> [Short exercise]:
Which lines run from the one containing "query (the noun phrase to segment): grassy" to the end of the entries? Quote them exactly, and nothing else.

> [Records shown]:
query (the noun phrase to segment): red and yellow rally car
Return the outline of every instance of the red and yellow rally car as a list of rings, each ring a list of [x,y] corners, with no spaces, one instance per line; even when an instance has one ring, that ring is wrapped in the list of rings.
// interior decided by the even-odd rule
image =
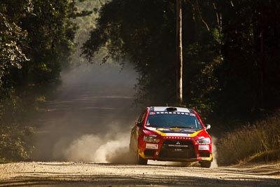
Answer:
[[[212,140],[198,114],[190,109],[147,107],[132,130],[130,149],[137,163],[148,160],[196,162],[210,167]]]

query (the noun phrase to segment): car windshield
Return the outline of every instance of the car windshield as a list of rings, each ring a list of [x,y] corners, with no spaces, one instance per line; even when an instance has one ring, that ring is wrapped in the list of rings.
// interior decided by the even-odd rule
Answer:
[[[146,127],[202,129],[195,114],[183,112],[150,112]]]

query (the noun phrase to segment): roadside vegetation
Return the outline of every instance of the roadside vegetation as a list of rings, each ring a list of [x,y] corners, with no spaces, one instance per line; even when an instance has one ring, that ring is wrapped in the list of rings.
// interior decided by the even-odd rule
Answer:
[[[75,49],[75,1],[0,0],[0,162],[30,159],[40,104]]]
[[[247,124],[217,142],[219,165],[280,160],[280,115]]]

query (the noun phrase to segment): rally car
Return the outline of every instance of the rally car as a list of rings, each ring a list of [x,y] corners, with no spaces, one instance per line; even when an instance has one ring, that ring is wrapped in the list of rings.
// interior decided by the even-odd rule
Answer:
[[[136,162],[146,165],[148,160],[197,162],[210,167],[213,160],[212,139],[191,109],[147,107],[135,123],[130,135],[130,151]]]

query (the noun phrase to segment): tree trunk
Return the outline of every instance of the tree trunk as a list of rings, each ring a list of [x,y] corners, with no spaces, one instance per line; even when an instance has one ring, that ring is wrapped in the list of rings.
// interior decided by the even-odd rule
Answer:
[[[183,102],[183,55],[182,55],[182,2],[176,0],[176,97],[179,104]]]

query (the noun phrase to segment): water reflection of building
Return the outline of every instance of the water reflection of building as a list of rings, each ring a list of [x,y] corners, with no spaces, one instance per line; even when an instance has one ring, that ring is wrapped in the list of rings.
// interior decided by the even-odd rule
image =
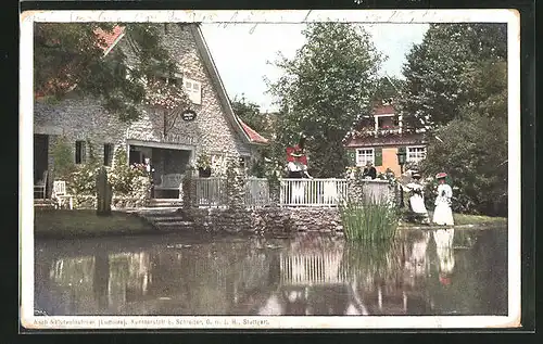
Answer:
[[[453,249],[454,229],[434,230],[433,240],[435,241],[435,252],[439,259],[440,281],[443,284],[450,284],[455,265]]]
[[[425,245],[428,239],[425,235]],[[260,315],[402,315],[429,308],[426,295],[404,289],[399,262],[406,259],[397,256],[404,252],[397,246],[387,253],[375,246],[323,245],[315,241],[310,247],[296,243],[281,253],[280,286]],[[412,260],[424,260],[421,254],[426,247],[415,249]]]
[[[420,279],[424,279],[429,270],[427,250],[431,234],[428,231],[424,231],[419,234],[419,238],[413,239],[411,247],[409,244],[405,244],[407,250],[405,252],[404,282],[411,286],[415,286]]]
[[[63,293],[54,297],[72,303],[61,314],[431,314],[430,237],[390,246],[298,238],[280,250],[247,241],[97,253],[56,259],[49,271],[52,289]],[[440,247],[442,256],[446,245]]]

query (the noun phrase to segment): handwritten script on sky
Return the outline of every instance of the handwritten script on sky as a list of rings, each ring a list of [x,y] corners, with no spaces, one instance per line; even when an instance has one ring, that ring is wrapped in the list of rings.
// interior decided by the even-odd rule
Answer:
[[[402,77],[405,55],[422,41],[428,24],[364,24],[375,47],[388,56],[381,74]],[[305,24],[202,24],[202,31],[228,95],[244,97],[261,110],[274,111],[274,98],[264,81],[276,80],[281,71],[272,63],[279,53],[293,58],[305,41]]]

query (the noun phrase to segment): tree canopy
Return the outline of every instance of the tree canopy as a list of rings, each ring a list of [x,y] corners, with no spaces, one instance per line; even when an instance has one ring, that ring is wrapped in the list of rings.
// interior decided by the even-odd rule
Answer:
[[[150,94],[155,88],[146,87],[142,82],[144,77],[178,72],[161,39],[164,25],[124,25],[123,39],[128,41],[137,56],[129,61],[119,49],[113,49],[104,56],[106,42],[99,34],[113,34],[115,24],[36,24],[36,95],[62,99],[72,91],[91,94],[102,101],[105,110],[118,114],[121,119],[138,118],[141,115],[140,105],[155,99]]]
[[[312,175],[337,177],[346,165],[343,138],[370,103],[382,58],[357,25],[314,23],[303,35],[294,58],[276,62],[283,75],[269,85],[281,105],[278,142],[295,144],[304,132]]]
[[[478,101],[473,78],[481,76],[481,64],[506,59],[506,29],[505,24],[432,24],[406,56],[400,102],[405,125],[445,125]]]
[[[432,124],[421,170],[452,176],[459,212],[507,213],[505,29],[432,25],[407,59],[403,110]]]
[[[269,126],[267,118],[261,113],[261,106],[245,99],[244,95],[236,97],[231,101],[233,113],[240,117],[248,126],[256,130],[260,135],[267,137]]]

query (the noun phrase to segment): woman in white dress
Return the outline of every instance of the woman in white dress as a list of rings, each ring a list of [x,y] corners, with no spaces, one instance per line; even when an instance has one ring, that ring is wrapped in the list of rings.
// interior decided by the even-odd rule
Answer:
[[[451,199],[453,189],[445,181],[446,174],[441,173],[435,176],[439,182],[438,196],[435,198],[435,209],[433,211],[433,222],[440,226],[454,226],[453,211],[451,209]]]

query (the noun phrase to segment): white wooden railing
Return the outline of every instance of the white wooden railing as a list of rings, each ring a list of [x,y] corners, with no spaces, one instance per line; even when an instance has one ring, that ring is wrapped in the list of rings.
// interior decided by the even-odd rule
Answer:
[[[268,180],[266,178],[248,178],[245,183],[245,205],[250,207],[265,206],[270,202]]]
[[[226,179],[219,177],[194,178],[197,184],[197,206],[225,206]],[[280,180],[280,206],[337,206],[348,196],[346,179],[293,179]],[[369,180],[364,183],[364,194],[378,202],[393,198],[393,191],[383,180]],[[244,203],[248,207],[266,206],[272,203],[266,178],[248,178],[245,181]]]
[[[346,179],[281,179],[279,203],[287,206],[334,206],[346,196]]]
[[[226,204],[226,179],[220,177],[194,178],[197,206],[222,206]]]

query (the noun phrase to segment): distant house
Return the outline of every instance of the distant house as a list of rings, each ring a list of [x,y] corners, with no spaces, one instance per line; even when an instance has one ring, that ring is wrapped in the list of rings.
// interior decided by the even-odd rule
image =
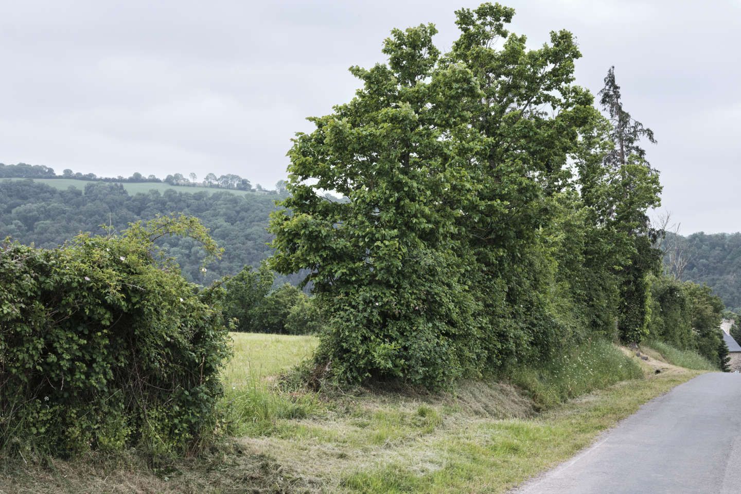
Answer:
[[[723,319],[720,327],[723,330],[723,341],[725,341],[725,346],[728,347],[728,355],[731,356],[731,360],[728,361],[728,367],[731,367],[731,371],[741,371],[741,345],[730,334],[731,327],[733,324],[733,321]]]

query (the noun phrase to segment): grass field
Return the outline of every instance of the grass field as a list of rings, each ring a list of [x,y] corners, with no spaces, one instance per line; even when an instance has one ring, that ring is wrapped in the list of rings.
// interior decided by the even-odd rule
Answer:
[[[514,375],[531,391],[505,380],[462,383],[454,393],[319,394],[276,378],[309,357],[316,338],[232,338],[223,446],[156,468],[136,455],[19,460],[0,466],[0,493],[505,493],[700,372],[599,343]],[[625,370],[611,380],[616,365]]]
[[[271,386],[270,375],[310,355],[314,338],[234,338],[225,375],[232,410],[242,410],[236,441],[280,465],[296,492],[504,493],[697,374],[593,342],[513,374],[528,391],[471,381],[455,394],[320,395]]]
[[[0,178],[0,181],[2,180],[26,180],[26,178]],[[80,190],[84,190],[85,185],[87,184],[94,183],[89,180],[76,180],[75,178],[33,178],[33,181],[39,182],[39,184],[46,184],[47,185],[50,185],[55,188],[64,190],[70,187],[74,187]],[[219,189],[216,187],[186,187],[185,185],[170,185],[170,184],[163,184],[162,182],[104,182],[104,183],[121,183],[126,189],[126,192],[129,193],[130,195],[136,194],[137,193],[145,193],[150,190],[159,190],[160,193],[163,193],[165,190],[173,190],[176,192],[184,192],[194,193],[196,192],[207,192],[209,194],[213,194],[215,192],[228,192],[232,194],[237,194],[238,196],[244,196],[245,194],[254,194],[253,192],[247,192],[246,190],[236,190],[233,189]]]

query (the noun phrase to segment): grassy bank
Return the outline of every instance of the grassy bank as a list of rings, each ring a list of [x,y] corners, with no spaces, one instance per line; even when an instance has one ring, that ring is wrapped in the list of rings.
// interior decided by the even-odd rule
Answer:
[[[689,350],[679,350],[662,341],[647,341],[641,345],[647,353],[654,351],[663,360],[687,369],[696,370],[718,370],[718,368],[702,356]]]
[[[455,393],[277,390],[276,375],[316,344],[235,335],[223,402],[233,437],[197,458],[13,460],[0,493],[503,493],[699,373],[593,342]]]

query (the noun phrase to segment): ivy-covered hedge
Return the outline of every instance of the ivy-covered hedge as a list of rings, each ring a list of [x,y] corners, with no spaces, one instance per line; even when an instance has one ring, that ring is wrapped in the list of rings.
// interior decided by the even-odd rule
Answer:
[[[185,216],[59,249],[0,244],[0,451],[182,454],[213,433],[221,289],[158,259],[153,241],[172,234],[219,253]]]

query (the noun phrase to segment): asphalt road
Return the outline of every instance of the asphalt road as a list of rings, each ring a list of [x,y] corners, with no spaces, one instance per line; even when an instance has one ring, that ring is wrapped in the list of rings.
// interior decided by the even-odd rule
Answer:
[[[741,493],[741,374],[702,374],[677,386],[512,493]]]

> [Completed exercise]:
query (the noun phrase to segment): grassy bank
Return the outline of every instance of the grassy bank as a list of rings, each ring a list of [x,y] corners, with no spaces, one instance per line; even when an instance has one ring, that ring is wrapped in the list of rings.
// interior decided by the even-odd rule
Answer:
[[[689,350],[679,350],[662,341],[647,341],[641,345],[647,353],[654,351],[663,360],[687,369],[696,370],[718,370],[718,368],[702,356]]]
[[[455,393],[277,390],[276,375],[316,344],[235,335],[223,402],[233,437],[197,458],[13,460],[0,493],[503,493],[699,373],[593,342]]]

query (the noun phrase to segment): ivy-covered hedge
Return the outline of every instance of the ivy-covered hedge as a list of rings, each ring a list of [x,y] corners, with no spaces, one instance per line; even when an instance has one ring, that ring is wrapped in the list of rings.
// interior decided by the even-odd rule
Answer:
[[[185,216],[59,249],[0,244],[0,451],[182,454],[213,433],[221,289],[158,259],[153,241],[172,234],[219,253]]]

query (the noun phrase to segment): asphalt road
Return the outline of every instance of the asphalt road as a list of rings, each ring a list of [x,y] corners, with no spaces, one instance per line; even when an instance has one ring, that ring is wrapped in the list of rings.
// interior decided by the even-odd rule
Answer:
[[[741,493],[741,374],[702,374],[677,386],[512,493]]]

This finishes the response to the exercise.